** QUOTED PASSAGE **
Pursuant to its assessment, CCI noted that the Proposed Combination would not lead to any AAEC in this Relevant Market, given the (i) minimal combined market shares of the Parties at both pan-India, as well as state-wise basis; and (ii) presence of significantly large enterprises such as Bharat Sanchar Nigam Limited (‘BSNL’), Bharti Airtel Limited, etc. CCI also observed that the Parties had insignificant presence in terms of their optical fiber networks as well as in the business and household segments.

iv.      Supply of advertising airtime on TV channels: CCI observed that RIL through TV18 provided advertising services on a pan-India basis, as against Den and Hathway, who catered to local audience. There further existed disparity in the services offered by RIL and the Targets, in terms of pricing. In any case, CCI was of the view that given the insignificant increment (as market share of Den and Hathway less than one percent), the Proposed Combination would not cause any AAEC in this market.

** Entries from a data source **
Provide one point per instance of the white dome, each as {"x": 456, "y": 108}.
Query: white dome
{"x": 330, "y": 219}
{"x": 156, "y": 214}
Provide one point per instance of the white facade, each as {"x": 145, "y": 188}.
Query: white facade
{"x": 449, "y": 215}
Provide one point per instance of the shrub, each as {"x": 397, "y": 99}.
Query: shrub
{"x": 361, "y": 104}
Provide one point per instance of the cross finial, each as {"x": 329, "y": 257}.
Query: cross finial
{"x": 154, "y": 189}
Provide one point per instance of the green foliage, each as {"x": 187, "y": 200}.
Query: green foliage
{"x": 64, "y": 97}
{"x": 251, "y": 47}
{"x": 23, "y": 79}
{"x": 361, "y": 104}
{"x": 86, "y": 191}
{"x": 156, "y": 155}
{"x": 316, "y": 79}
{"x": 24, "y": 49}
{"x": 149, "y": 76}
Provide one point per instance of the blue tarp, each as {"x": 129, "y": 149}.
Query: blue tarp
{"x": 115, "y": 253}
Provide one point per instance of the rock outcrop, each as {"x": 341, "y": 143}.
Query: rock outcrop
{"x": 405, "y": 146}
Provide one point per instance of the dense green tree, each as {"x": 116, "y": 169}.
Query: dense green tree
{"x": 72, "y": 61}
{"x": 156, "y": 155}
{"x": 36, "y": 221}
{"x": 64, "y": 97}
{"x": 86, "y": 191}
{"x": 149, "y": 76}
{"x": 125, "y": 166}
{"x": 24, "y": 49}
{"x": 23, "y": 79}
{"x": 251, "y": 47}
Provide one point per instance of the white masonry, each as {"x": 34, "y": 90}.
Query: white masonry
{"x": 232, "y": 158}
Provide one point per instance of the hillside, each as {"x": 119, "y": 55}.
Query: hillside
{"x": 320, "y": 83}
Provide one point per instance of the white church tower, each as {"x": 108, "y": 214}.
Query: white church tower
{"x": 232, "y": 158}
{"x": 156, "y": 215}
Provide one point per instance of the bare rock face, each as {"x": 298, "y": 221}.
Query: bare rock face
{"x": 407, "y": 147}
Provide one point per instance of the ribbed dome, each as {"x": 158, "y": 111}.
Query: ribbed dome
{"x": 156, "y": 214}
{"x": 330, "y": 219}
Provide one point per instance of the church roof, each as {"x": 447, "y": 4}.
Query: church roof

** THE TASKS **
a – Translate into French this sentence from the CCI merger assessment text: "There further existed disparity in the services offered by RIL and the Targets, in terms of pricing."
b – Continue the CCI merger assessment text from the point where it ends.

** RESULTS OF THE TASKS **
a – Il existait en outre une disparité dans les services offerts par RIL et les Cibles, en termes de tarification.

b –
Vertical Overlaps

CCI also identified certain overlaps between the Parties, namely:

(i)      Wholesale supply of TV channels in India (upstream), and aggregation and distribution of TV channels to homes in India (downstream): As per CCI, the Parties did not have considerable market shares either in the upstream or the downstream market. Further, CCI also noted the existing TRAI regulatory regime imposed various obligations on both distribution platform operators (‘DPOs’) and broadcasters, such as ‘must carry and must provide’, publication of tariff breakup on individual websites and so on. Moreover, the maximum retail price for each channel was to be determined by the retailer.

(ii)    Licensing of AV content, including licensing of linear feeds of TV channels in India (upstream) and retail supply of AV content (downstream): As per CCI both the upstream and the downstream markets are highly competitive because of the presence of multiple enterprises in this Segment. Further, the increment in the market shares of the Parties, because of the Proposed Combination would be negligible to raise any competition concerns.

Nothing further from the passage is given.